▼

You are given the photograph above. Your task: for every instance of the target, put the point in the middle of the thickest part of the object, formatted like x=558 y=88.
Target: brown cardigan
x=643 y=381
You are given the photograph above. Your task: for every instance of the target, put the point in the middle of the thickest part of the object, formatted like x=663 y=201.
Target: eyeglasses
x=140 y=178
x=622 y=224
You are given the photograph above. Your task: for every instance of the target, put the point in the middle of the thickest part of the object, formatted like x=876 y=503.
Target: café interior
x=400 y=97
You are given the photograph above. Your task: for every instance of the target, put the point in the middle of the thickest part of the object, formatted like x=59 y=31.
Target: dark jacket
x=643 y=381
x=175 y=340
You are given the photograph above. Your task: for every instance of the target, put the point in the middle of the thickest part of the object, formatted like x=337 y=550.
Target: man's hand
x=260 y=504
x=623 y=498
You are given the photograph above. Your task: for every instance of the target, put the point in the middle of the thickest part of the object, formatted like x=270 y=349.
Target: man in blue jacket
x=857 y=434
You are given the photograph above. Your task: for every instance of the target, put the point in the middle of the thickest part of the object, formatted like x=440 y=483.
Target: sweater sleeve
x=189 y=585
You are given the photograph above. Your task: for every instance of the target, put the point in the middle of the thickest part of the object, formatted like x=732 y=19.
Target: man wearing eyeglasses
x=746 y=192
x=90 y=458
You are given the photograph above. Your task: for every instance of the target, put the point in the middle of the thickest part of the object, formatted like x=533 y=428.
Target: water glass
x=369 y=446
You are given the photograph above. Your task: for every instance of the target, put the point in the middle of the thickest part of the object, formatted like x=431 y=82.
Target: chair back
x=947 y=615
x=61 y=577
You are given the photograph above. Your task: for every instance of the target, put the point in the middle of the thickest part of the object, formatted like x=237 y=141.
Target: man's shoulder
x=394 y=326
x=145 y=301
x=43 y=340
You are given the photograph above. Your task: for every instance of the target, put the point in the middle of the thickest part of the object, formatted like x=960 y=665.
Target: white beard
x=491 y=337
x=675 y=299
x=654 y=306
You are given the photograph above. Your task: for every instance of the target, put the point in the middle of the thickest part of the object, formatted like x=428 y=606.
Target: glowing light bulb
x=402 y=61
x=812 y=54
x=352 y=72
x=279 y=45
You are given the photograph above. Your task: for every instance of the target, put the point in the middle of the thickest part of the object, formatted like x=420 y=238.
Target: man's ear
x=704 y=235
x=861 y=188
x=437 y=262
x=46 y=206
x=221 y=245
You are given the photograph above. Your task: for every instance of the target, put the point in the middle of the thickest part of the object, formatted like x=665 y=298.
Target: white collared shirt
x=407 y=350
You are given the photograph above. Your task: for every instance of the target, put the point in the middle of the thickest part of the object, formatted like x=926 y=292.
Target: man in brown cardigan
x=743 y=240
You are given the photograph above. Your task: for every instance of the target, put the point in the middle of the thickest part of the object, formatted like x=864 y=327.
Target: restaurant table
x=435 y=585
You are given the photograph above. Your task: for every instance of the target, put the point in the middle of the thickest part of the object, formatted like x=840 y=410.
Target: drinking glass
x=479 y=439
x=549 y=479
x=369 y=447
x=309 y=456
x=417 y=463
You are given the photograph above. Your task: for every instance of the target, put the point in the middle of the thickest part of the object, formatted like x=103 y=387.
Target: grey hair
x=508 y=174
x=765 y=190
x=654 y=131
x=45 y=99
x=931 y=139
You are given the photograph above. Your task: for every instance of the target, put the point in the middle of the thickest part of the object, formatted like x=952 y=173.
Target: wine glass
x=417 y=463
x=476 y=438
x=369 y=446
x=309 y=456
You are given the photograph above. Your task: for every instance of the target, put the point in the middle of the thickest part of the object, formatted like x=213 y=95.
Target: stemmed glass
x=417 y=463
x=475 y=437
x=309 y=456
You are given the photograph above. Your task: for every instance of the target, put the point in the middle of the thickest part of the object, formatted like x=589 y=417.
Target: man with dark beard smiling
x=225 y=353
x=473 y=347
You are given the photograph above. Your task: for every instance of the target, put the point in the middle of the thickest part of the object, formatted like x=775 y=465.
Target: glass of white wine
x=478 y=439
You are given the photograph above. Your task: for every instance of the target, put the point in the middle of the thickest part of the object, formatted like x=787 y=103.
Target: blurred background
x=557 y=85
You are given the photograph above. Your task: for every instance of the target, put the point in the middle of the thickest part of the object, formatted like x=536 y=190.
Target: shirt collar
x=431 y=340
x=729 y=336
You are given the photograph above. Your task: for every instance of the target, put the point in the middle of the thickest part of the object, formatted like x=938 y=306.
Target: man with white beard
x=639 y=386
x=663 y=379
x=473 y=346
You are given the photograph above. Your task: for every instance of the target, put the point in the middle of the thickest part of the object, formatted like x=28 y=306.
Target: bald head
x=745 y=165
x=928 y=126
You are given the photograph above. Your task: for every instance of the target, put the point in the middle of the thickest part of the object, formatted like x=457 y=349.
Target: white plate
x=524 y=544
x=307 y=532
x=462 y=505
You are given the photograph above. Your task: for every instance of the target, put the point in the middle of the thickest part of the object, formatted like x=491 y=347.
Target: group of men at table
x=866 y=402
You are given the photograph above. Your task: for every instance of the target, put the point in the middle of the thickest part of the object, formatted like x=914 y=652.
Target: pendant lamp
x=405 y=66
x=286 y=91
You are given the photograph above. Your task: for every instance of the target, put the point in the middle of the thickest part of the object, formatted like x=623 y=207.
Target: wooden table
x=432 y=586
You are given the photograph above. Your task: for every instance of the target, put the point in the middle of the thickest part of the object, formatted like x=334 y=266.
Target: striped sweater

▲

• The task: Every record above should be output exactly.

• Response:
You are given the photograph above. Your task: for every instance of the target, put the point in the middle of the thickest part of the object, formatted like x=558 y=88.
Target: brown cardigan
x=643 y=381
You are given the photograph above. Your task: for every instance of the target, put the point in the middle of the thickest part of the object, formatted like x=663 y=201.
Target: eyeglasses
x=140 y=178
x=622 y=224
You are given the photograph above. Your task: for every instance of the target, put the point in the middle of the thickest part of the object, formatted like x=876 y=503.
Target: café interior
x=400 y=97
You are given the photograph above. Your task: for every instance of the target, put the point in the middle of the thickest part of the object, formatted like x=59 y=31.
Target: dark jacket
x=643 y=381
x=175 y=340
You are given the photograph above. Your task: for every instance of the target, put the point in the middle of the thickest part of the object, formatted like x=337 y=550.
Target: man's hand
x=260 y=504
x=623 y=498
You are given the photograph above. Your task: for every instance of the target, put the point in the middle of the thickest part of the object, formatted like x=270 y=349.
Target: man in blue jacket
x=857 y=434
You are given the photograph above. Your task: for every instance of the target, put the point in the middle of the thickest part of the object, formatted like x=440 y=483.
Target: sweater sleeve
x=189 y=585
You are given the photograph above. Your task: for every instance of the target, put the point in the middle of the thickest part of the object, formatted like x=732 y=19.
Target: man wearing eyeglasses
x=746 y=192
x=90 y=458
You are given the photograph above. Your task: for every instance of the target, put the point in the middle of the thickest part of the object, formatted like x=533 y=428.
Target: water glass
x=369 y=446
You are given the photograph above. Your task: for every instance of the target, put the point in the middle of the thickest part of the object, formatted like x=431 y=82.
Target: chair back
x=947 y=615
x=61 y=577
You are given the photograph above. Your task: for every instance of the target, put the point in the middle of the thickest part of the object, formatted like x=237 y=141.
Target: man's shoulder
x=394 y=326
x=145 y=301
x=43 y=340
You are given the photograph above. Your task: for every instance of the target, put the point in the middle of the thickest part of the object, formatted like x=960 y=665.
Target: white beard
x=491 y=337
x=675 y=299
x=654 y=306
You are given the photograph above. Your task: for every instance of the target, put the point in the middle of the thickest part of the object, formatted like x=428 y=606.
Target: glowing light bulb
x=402 y=61
x=812 y=54
x=352 y=72
x=279 y=45
You are given the photograph above. Your task: for every instance of the target, put the point in the middle of the thickest part of the object, formatted like x=420 y=238.
Target: man's ear
x=704 y=235
x=861 y=188
x=437 y=262
x=46 y=206
x=221 y=245
You are given the photograph above. Your task: for every instance of the target, put the point in the middle of the thickest part of the object, formatted like x=665 y=298.
Target: white collared shirt
x=407 y=350
You are given the photograph above. Your task: for every instance of the target, put the point in the middle of the thickest part of the object, formatted like x=926 y=292.
Target: man in brown cardigan
x=743 y=240
You are given the photograph above. Your task: for every instance of the target, put the point in the middle of the thickest part of the object, formatted like x=864 y=327.
Target: restaurant table
x=435 y=585
You are given the photograph above. Your task: for every instance of the target, put the point in the middle of the thickest part of the object, formatted like x=840 y=410.
Target: drinking glass
x=479 y=439
x=549 y=479
x=369 y=447
x=309 y=456
x=417 y=463
You are given the photograph above. Your task: for every instance of the target, put the point in the middle of the thickest part of the object, formatted like x=103 y=387.
Target: grey hair
x=508 y=174
x=765 y=190
x=654 y=131
x=45 y=99
x=931 y=139
You are given the photograph above. Your task: for every instance of the target, put the point in the middle of the thickest part of the object, formatted like x=952 y=173.
Target: wine glass
x=417 y=463
x=476 y=438
x=369 y=446
x=309 y=456
You are given the photograph above. Your task: for every instance of the target, put the point in the middle of the thickest part of the object, formatted like x=213 y=95.
Target: stemmed glass
x=417 y=463
x=475 y=437
x=309 y=456
You are given the photograph above. Your task: for every instance of the target, put the point in the middle of the thickest part of the object, formatted like x=589 y=417.
Target: man with dark beard smiling
x=225 y=353
x=473 y=347
You are given the photograph above. Your task: for every instance of the target, put the point in the middle of the thickest part of the object, formatted like x=775 y=465.
Target: glass of white wine
x=478 y=439
You are given the photograph above. Your task: for every instance of the target, put the point in the middle of the thickest part of the object, formatted like x=787 y=103.
Target: blurred background
x=557 y=85
You are given the photograph above. Your task: for every instance of the target, put the point in the middle of the thickest part of the object, formatted like x=536 y=190.
Target: shirt collar
x=431 y=340
x=729 y=336
You are given the photograph above. Your task: for every instance of the target, put the point in the middle of the thickest part of the object, formatted like x=938 y=306.
Target: man with white beard
x=639 y=386
x=663 y=379
x=473 y=346
You are given the photograph above. Your task: for every instance of the target, put the point in the middle of the thickest part of the object, formatted like x=28 y=306.
Target: bald head
x=745 y=165
x=928 y=126
You are given the photograph above. Your task: for every instance of the target, put the point in the middle of the thickest part of the object, formatted like x=457 y=349.
Target: white plate
x=524 y=544
x=307 y=532
x=462 y=505
You are given the photograph above. Your task: for every instance of the target, put the point in the middle of the thickest part of the object, formatted like x=491 y=347.
Target: group of men at table
x=866 y=402
You are given the photograph above. Your task: for every instance of the target, put the point in the middle of the thickest part of the object, formatted like x=914 y=652.
Target: pendant lamp
x=405 y=66
x=286 y=91
You are given the photograph above. Your task: for every instance of the target, put the point in the middle of the thickest part of the object, formatted like x=623 y=207.
Target: wooden table
x=432 y=586
You are given the photograph above. Your task: for every instance of the target, put the point in the middle of the thickest part of the object, formatted like x=334 y=266.
Target: striped sweater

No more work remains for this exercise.